── FRAGMENTO DEL TEXTO

En mi época de
ejercicio del oficio periodístico no hubo asignaciones que me cargaran más la
paciencia que aquellas relacionadas con el mundo deportivo, y que me perdone el
querido Oswaldo Artiaga. No tengo empacho en decir que siempre he sido alérgico
a dichos quehaceres, pese al empeño que en repetidas oportunidades puse por
superar dicha animadversión. Hasta un
dedo fracturado me costó al tratar de elevarme sobre un potro; al impulsarme
con el plinto me estrellé contra el armatoste de madera que el profesor Eduardo
Ramírez había puesto a su máxima altura terminando con el índice derecho
enyesado.
Regreso a las
coberturas deportivas que me tocaron realizar en mi paso por El Diario de Caracas,
Notitarde y El Nacional. Eddy González,
"El Gurú", jefe de fotografía de El Diario, me repetía hasta el
delirio: "La fotografía es una sola, el hecho que realizas es siempre el
mismo, lo que cambia es qué fotografías, así que anda a hacer tu vaina y lo
haces bien." La penitencia que para mí significaba dichas pautas la fui
mutando hacía la diversión cuando observaba a los espectadores de dichas faenas:
la fanaticada.
Los fanáticos son
una verdadera fauna donde los gritos hasta desgañitarse, con los músculos del
cuello tensos hasta el paroxismo y casi echando espumarajos por la boca, con
los ojos inyectados de un fervor que ya quisieran para sí los mismísimos arcángeles,
con unos arrebatos místicos que ni Teresita, son parte del jolgorio que se arma
alrededor de cualquier juego de pelota que se celebre en cualquier estadio o
descampado de cualquier ciudad. Y es una
actitud universal.

────
── DATOS EN ESTUDIO

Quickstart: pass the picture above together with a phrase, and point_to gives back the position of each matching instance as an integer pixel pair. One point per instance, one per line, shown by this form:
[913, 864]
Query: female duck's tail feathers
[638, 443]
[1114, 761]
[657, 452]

────

### TAREA A:
Responde según el texto sobre la fanaticada:
(i) ¿Qué dedo terminó enyesado tras el golpe contra el potro?
(ii) ¿Quién era el jefe de fotografía de El Diario?
(iii) ¿En qué tres periódicos le tocaron coberturas deportivas?
### TAREA B:
Reproduce literalmente un pasaje del texto sobre la fanaticada: comienza en las palabras "Regreso a las" y detente después de "la fanaticada.".
Los registros son un material aparte, sin relación con el texto.

### TU RESPUESTA A:
(i) El índice derecho.
(ii) Eddy González, "El Gurú".
(iii) En El Diario de Caracas, Notitarde y El Nacional.

### TU RESPUESTA B:
Regreso a las
coberturas deportivas que me tocaron realizar en mi paso por El Diario de Caracas,
Notitarde y El Nacional. Eddy González,
"El Gurú", jefe de fotografía de El Diario, me repetía hasta el
delirio: "La fotografía es una sola, el hecho que realizas es siempre el
mismo, lo que cambia es qué fotografías, así que anda a hacer tu vaina y lo
haces bien." La penitencia que para mí significaba dichas pautas la fui
mutando hacía la diversión cuando observaba a los espectadores de dichas faenas:
la fanaticada.